▸ GOAL OF THE EXERCISE: The records below must be retyped exactly.

# START OF INFORMATION PROVIDED

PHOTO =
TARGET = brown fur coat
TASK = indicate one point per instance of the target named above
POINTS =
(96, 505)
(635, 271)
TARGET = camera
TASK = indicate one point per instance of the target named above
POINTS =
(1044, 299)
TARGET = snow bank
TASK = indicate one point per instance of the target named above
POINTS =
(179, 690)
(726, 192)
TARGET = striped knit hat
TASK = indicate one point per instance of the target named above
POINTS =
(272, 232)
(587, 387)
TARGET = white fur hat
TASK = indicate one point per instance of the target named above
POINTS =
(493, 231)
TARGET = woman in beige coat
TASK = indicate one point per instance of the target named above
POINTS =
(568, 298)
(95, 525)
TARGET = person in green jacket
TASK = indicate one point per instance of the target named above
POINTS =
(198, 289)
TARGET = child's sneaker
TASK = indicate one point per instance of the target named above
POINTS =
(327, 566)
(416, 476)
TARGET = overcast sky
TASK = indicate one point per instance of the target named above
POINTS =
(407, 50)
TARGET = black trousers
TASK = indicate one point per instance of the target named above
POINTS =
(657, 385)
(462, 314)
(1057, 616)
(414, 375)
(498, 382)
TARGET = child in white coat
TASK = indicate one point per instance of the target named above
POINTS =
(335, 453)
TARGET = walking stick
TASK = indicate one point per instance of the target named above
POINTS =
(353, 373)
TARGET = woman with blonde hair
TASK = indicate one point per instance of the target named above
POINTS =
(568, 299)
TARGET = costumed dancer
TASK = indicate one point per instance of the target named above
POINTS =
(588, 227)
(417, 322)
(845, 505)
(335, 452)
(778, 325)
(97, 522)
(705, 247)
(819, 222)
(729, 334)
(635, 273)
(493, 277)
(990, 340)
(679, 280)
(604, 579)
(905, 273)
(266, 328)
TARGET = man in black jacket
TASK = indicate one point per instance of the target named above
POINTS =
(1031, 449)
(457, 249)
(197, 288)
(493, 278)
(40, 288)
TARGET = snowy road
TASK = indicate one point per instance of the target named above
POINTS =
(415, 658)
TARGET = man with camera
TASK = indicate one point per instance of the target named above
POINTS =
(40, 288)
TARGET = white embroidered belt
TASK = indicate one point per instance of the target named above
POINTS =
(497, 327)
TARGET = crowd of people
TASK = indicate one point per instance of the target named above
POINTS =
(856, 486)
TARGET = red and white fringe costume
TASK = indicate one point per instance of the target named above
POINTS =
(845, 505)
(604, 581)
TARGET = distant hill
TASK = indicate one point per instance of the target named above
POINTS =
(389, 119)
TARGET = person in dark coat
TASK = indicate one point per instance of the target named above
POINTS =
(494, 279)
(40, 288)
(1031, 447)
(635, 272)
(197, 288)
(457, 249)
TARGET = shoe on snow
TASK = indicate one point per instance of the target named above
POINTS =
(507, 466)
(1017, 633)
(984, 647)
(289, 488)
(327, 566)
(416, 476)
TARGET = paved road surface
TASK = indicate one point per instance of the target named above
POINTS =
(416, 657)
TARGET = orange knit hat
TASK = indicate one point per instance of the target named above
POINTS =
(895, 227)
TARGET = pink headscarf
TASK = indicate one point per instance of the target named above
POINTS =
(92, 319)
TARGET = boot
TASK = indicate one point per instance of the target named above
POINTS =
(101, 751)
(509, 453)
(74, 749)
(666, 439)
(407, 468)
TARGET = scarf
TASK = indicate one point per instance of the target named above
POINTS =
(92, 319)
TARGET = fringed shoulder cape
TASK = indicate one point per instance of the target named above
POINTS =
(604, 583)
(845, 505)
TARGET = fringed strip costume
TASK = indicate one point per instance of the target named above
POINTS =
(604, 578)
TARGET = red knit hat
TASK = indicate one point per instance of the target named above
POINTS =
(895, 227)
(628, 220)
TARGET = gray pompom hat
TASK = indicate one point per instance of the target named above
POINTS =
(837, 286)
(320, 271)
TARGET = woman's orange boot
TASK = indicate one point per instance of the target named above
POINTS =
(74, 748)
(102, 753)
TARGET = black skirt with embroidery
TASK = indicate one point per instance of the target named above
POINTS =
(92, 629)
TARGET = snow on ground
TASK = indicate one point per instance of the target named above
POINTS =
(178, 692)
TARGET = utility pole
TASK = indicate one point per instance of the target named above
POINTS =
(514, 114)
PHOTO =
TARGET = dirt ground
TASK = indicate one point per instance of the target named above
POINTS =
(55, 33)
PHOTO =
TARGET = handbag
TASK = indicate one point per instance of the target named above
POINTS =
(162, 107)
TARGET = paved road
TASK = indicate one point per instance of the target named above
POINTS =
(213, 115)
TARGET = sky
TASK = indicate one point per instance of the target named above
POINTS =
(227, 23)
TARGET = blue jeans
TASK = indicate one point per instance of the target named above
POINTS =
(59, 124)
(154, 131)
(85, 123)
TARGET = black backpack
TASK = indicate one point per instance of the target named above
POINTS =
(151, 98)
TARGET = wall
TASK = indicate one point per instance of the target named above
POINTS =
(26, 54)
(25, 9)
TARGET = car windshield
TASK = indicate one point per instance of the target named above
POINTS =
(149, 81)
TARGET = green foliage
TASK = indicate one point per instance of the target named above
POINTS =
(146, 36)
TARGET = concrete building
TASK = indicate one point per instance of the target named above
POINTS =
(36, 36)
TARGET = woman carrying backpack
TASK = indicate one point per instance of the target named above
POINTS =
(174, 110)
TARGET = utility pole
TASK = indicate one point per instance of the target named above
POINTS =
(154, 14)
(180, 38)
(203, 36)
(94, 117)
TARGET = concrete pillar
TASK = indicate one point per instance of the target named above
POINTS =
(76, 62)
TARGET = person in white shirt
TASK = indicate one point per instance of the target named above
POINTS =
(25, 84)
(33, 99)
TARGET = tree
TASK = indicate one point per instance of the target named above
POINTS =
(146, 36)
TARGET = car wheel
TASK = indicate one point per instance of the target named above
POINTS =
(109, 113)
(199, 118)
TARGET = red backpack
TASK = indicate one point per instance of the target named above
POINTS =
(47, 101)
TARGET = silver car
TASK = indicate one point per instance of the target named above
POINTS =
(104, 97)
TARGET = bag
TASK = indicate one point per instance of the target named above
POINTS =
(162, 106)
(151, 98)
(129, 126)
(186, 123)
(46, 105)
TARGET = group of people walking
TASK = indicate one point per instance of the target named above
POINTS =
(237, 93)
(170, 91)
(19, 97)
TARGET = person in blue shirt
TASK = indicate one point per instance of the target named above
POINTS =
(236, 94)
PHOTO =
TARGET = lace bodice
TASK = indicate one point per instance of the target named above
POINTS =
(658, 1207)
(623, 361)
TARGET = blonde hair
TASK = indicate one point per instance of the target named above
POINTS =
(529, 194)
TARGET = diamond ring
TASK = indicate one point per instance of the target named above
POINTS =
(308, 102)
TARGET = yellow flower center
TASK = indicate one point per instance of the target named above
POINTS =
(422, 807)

# END OF INFORMATION PROVIDED

▸ FINAL RESULT:
PHOTO =
TARGET = brown fur coat
TASK = indicate one point per instance of the target named above
POINTS =
(96, 505)
(635, 271)
TARGET = camera
TASK = indicate one point per instance of the target named above
POINTS =
(1044, 299)
TARGET = snow bank
TASK = indicate one point per instance of the target named above
POINTS =
(179, 690)
(726, 192)
TARGET = striped knit hat
TASK = indicate one point per instance of the target named above
POINTS =
(272, 232)
(587, 387)
TARGET = white fur hat
TASK = indicate one point per instance of the target named above
POINTS =
(493, 231)
TARGET = woman in beige coat
TASK = indicate one point per instance of the target named above
POINTS =
(568, 298)
(95, 525)
TARGET = person in green jacket
TASK = indicate one point per instance of the target named above
POINTS =
(198, 289)
TARGET = child's sneaker
TASK = indicate one point per instance of the target named above
POINTS =
(327, 566)
(416, 476)
TARGET = overcast sky
TASK = indicate one point per instance of the target named above
POINTS =
(407, 50)
TARGET = black trousers
TASK = indicate one point per instance of the target named above
POINTS =
(657, 385)
(462, 314)
(1057, 616)
(414, 375)
(498, 382)
TARGET = child in white coat
TASK = indicate one point per instance of the target named above
POINTS =
(335, 453)
TARGET = walking stick
TASK = indicate one point per instance of the target named above
POINTS =
(353, 373)
TARGET = woman with blonde hair
TASK = indicate one point per instance of the target named above
POINTS =
(568, 299)
TARGET = costumed dancer
TASK = indicate one point per instance of the target named above
POINTS =
(588, 227)
(417, 322)
(845, 505)
(335, 452)
(778, 325)
(97, 522)
(705, 247)
(819, 222)
(729, 334)
(635, 273)
(493, 277)
(990, 340)
(679, 280)
(604, 579)
(905, 273)
(266, 328)
TARGET = man in black jacket
TASK = indicate one point per instance of the target named above
POINTS =
(1031, 449)
(457, 249)
(197, 288)
(493, 278)
(40, 288)
TARGET = snowy road
TASK = indicate one point per instance of the target named above
POINTS =
(415, 658)
TARGET = man with camera
TASK = indicate one point per instance of the target named above
POINTS =
(40, 288)
TARGET = white embroidered belt
TASK = indicate one point per instance of the target named above
POINTS =
(497, 327)
TARGET = crowd of people
TASK = indicate one point per instance of the target named above
POINTS =
(856, 486)
TARGET = red and white fringe costume
TASK = indicate one point per instance of the target named above
POINTS =
(845, 505)
(604, 581)
TARGET = distant hill
TASK = indicate one point per instance of the target named above
POINTS =
(389, 119)
TARGET = person in dark coat
TASK = indicate one point per instance of the target named above
POINTS =
(494, 279)
(40, 288)
(1031, 447)
(635, 272)
(197, 288)
(457, 249)
TARGET = shoe on snow
TASK = indicate one point per instance of the target named above
POINTS =
(507, 466)
(1017, 633)
(984, 647)
(289, 488)
(327, 566)
(416, 476)
TARGET = paved road surface
TASK = indicate one point per instance of the target named above
POINTS =
(416, 657)
TARGET = orange knit hat
TASK = indicate one point per instance of the target named above
POINTS =
(895, 227)
TARGET = pink headscarf
TASK = indicate one point per instance of the target named above
POINTS =
(92, 319)
TARGET = boot
TASK = indicate one point per instance of the target named above
POINTS =
(101, 751)
(509, 453)
(74, 749)
(666, 439)
(407, 468)
TARGET = scarf
TASK = indicate one point per instance of the target named above
POINTS =
(92, 319)
TARGET = fringed shoulder cape
TASK = indicate one point per instance of the target named above
POINTS =
(604, 583)
(845, 505)
TARGET = fringed strip costume
TASK = indicate one point per instance of the target named above
POINTS =
(604, 578)
TARGET = red knit hat
TASK = indicate one point per instance of the target named above
POINTS =
(895, 227)
(628, 220)
TARGET = gray pompom hat
TASK = indicate one point per instance of the target named above
POINTS =
(837, 286)
(320, 271)
TARGET = woman's orange boot
TASK = indicate one point per instance of the target named above
POINTS =
(74, 748)
(102, 753)
TARGET = black skirt with embroidery
TASK = indicate one point per instance of the target named above
POINTS =
(92, 629)
TARGET = snow on ground
TASK = indicate one point per instance of the target named above
POINTS =
(178, 692)
TARGET = utility pole
TASK = indicate one point per instance of the target named above
POINTS =
(514, 114)
PHOTO =
TARGET = dirt ground
TASK = indicate one point per instance of the target named above
POINTS =
(55, 33)
PHOTO =
TARGET = handbag
TASK = indicate one point per instance of the target named above
POINTS =
(162, 107)
TARGET = paved road
TASK = indicate one point per instance of the target named above
POINTS =
(213, 115)
TARGET = sky
TASK = indicate one point per instance of the target named above
POINTS =
(227, 23)
TARGET = blue jeans
TASK = indicate one point per instance of the target named above
POINTS =
(59, 124)
(154, 131)
(85, 123)
TARGET = black backpack
TASK = indicate one point per instance of the target named above
POINTS =
(151, 98)
TARGET = wall
TASK = indicate one point per instance of the target named above
POINTS =
(26, 54)
(25, 9)
TARGET = car windshield
TASK = indicate one point per instance of the target named above
POINTS =
(149, 81)
TARGET = green foliage
TASK = indicate one point per instance of the target named above
POINTS =
(146, 36)
TARGET = concrete building
TASK = indicate one point per instance of the target named above
POINTS =
(36, 36)
TARGET = woman carrying backpack
TASK = indicate one point per instance of the target named above
POINTS =
(174, 110)
TARGET = utility pole
TASK = indicate one point per instance of the target named above
POINTS =
(154, 14)
(180, 38)
(203, 36)
(94, 117)
TARGET = concrete pillar
TASK = indicate one point per instance of the target named above
POINTS =
(76, 62)
TARGET = person in white shirt
TASK = indicate one point per instance of the target named above
POINTS =
(25, 84)
(33, 99)
TARGET = tree
TASK = indicate one point per instance of the target named above
POINTS =
(146, 36)
TARGET = car wheel
TASK = indicate one point per instance of the target named above
POINTS =
(109, 113)
(199, 118)
TARGET = red backpack
TASK = indicate one point per instance of the target named above
POINTS =
(47, 101)
TARGET = silver car
TASK = indicate one point per instance of the target named above
POINTS =
(104, 97)
TARGET = bag
TASK = indicate one point per instance of the target named above
POINTS =
(162, 106)
(151, 98)
(129, 126)
(186, 123)
(46, 105)
TARGET = group of people walking
TASK = indicate one point per instance of the target named above
POINTS =
(237, 93)
(170, 91)
(19, 97)
TARGET = person in blue shirt
TASK = indicate one point per instance of the target named above
POINTS =
(236, 94)
PHOTO =
TARGET = lace bodice
TASK = indicate one point per instance of the target named above
POINTS =
(658, 1207)
(623, 361)
TARGET = blonde hair
TASK = indicate one point per instance of the target named above
POINTS =
(529, 194)
TARGET = diamond ring
TASK = indicate one point per instance of the target named above
POINTS =
(308, 102)
TARGET = yellow flower center
TASK = indicate one point per instance of the target named above
POINTS =
(422, 807)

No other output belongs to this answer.